> [Written problem]: Return the data below word for word, starting at the line containing "# test: pointer emits one marker per instance of the hair" and running through the end of the data, both ends included.
========
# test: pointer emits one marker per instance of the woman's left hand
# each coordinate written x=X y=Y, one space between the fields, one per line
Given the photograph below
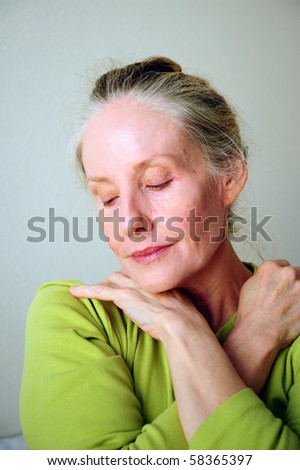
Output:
x=151 y=312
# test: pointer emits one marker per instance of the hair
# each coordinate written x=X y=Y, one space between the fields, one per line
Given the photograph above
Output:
x=202 y=114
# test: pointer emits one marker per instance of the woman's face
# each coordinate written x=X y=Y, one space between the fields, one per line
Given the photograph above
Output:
x=161 y=211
========
> [Answer to the problem]:
# test: pointer emits one marker per instance of the hair
# each coordinate written x=X y=Y, one space between the fields, one per line
Given the photograph above
Output:
x=202 y=114
# test: pointer emits one marker per instance of the woman's face
# each coordinate written x=X y=Y, one space between the fields, one per line
Given the photograph above
Output:
x=161 y=211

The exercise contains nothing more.